§ Work instructions
Give the count of lines in the data that include "positive", with no other words.

§ Data extract
○ ○ ○ ○ ○ ○ ○

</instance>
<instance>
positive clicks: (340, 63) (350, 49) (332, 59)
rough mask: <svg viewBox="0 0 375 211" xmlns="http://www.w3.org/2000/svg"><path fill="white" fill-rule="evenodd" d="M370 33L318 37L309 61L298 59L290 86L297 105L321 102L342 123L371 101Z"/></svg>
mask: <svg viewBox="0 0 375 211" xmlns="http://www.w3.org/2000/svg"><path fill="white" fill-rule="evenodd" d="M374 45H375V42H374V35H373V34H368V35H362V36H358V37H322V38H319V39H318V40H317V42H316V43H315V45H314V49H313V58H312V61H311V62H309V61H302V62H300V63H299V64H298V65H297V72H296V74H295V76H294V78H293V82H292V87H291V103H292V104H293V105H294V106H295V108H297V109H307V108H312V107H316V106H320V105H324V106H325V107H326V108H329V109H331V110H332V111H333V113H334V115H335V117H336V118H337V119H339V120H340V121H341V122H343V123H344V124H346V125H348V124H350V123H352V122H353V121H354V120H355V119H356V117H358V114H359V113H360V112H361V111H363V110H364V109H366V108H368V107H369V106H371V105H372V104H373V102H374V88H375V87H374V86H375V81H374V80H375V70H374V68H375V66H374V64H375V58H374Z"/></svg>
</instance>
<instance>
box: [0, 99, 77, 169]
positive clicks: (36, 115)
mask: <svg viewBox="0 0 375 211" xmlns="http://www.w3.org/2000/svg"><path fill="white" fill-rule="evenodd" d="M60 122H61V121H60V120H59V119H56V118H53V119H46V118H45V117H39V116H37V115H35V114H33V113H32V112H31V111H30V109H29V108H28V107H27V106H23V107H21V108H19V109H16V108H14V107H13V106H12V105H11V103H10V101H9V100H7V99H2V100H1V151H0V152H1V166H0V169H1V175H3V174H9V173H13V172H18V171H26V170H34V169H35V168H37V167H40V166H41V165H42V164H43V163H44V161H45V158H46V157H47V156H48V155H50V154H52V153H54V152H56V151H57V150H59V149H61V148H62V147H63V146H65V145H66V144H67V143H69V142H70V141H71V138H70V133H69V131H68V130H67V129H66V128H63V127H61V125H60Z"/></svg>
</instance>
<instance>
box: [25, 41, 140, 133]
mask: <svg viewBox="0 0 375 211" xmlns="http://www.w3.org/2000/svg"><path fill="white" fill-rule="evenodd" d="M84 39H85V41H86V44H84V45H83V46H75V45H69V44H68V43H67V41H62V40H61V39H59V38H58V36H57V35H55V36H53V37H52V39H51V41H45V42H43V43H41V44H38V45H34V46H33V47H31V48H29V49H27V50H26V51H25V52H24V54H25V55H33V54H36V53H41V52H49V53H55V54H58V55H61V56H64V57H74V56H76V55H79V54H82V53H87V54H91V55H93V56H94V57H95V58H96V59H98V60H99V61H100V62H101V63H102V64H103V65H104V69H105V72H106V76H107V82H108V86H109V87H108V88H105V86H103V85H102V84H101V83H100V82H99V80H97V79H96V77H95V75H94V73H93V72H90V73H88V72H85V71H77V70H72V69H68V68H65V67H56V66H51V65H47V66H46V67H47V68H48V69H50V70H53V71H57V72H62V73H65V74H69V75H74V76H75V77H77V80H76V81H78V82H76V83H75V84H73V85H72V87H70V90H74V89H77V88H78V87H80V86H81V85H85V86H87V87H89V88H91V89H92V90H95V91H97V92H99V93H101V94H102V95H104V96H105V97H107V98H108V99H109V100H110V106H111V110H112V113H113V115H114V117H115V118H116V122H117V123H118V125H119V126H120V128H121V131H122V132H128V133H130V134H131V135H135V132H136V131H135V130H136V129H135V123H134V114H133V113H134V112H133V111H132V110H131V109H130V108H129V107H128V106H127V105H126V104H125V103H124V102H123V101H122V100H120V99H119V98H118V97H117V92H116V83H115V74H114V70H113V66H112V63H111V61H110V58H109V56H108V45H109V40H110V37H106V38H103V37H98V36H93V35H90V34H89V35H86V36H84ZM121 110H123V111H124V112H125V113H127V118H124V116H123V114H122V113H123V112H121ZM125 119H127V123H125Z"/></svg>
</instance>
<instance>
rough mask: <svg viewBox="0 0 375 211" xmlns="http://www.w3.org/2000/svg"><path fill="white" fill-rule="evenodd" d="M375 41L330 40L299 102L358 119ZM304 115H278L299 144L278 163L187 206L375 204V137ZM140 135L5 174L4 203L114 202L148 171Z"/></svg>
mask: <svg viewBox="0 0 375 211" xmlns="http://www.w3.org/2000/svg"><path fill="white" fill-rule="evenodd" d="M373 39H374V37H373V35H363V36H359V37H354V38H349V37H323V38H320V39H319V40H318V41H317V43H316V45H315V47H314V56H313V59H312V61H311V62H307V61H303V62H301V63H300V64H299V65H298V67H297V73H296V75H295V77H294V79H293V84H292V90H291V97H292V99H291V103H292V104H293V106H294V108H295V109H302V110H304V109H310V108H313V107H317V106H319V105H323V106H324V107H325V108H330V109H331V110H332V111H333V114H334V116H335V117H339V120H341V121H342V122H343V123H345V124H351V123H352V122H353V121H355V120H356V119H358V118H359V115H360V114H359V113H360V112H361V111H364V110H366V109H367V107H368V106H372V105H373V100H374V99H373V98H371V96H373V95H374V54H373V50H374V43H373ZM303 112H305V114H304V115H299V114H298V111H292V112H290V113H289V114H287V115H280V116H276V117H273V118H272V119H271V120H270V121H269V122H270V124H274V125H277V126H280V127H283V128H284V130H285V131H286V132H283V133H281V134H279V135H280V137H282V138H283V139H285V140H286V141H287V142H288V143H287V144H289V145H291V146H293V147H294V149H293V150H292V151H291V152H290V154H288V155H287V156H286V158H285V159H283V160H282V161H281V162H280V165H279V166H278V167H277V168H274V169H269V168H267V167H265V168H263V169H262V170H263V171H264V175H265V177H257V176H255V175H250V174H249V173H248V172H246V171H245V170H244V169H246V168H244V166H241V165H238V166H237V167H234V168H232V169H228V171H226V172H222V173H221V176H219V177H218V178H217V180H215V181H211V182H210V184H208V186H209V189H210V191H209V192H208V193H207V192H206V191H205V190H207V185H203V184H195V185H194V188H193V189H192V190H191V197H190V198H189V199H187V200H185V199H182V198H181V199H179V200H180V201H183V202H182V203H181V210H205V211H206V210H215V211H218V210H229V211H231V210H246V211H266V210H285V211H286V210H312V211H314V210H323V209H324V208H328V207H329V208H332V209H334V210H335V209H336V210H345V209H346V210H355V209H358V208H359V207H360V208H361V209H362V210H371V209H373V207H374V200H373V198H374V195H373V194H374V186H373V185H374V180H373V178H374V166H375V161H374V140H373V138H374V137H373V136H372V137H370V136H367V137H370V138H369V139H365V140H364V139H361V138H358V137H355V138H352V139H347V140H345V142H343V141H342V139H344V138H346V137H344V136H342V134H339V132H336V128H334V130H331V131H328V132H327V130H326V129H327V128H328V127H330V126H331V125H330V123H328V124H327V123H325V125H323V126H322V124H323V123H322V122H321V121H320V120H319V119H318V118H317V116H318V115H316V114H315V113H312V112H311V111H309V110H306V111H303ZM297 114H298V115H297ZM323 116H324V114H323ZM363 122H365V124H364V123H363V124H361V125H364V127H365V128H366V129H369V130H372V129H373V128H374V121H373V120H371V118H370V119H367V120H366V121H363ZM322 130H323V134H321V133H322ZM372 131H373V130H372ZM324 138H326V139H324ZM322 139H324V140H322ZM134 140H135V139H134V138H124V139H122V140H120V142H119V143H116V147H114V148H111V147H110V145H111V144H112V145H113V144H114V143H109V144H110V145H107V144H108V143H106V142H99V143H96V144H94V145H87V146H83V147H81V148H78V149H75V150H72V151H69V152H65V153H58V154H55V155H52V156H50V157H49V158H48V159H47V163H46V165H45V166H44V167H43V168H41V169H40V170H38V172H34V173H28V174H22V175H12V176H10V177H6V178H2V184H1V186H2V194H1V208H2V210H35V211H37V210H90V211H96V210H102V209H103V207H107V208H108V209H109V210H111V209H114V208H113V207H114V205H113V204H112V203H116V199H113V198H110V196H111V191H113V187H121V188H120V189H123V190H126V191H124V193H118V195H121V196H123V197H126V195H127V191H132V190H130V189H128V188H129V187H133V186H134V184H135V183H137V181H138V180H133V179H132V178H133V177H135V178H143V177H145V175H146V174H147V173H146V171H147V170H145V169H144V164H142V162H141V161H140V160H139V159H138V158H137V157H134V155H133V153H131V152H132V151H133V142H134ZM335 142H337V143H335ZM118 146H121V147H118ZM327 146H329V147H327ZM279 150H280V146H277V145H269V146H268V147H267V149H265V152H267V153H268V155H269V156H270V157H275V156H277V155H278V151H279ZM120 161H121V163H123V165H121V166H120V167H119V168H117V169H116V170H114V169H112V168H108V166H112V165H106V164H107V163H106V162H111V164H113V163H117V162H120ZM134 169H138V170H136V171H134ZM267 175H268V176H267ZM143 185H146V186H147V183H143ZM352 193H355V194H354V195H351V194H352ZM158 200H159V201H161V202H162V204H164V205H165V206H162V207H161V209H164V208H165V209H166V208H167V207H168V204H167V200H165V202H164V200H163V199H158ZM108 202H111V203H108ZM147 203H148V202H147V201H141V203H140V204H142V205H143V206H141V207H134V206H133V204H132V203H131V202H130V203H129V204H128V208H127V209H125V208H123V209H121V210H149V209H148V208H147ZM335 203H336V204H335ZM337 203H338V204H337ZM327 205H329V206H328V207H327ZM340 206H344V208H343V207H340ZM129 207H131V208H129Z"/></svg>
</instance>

○ ○ ○ ○ ○ ○ ○

§ Reply to the exercise
2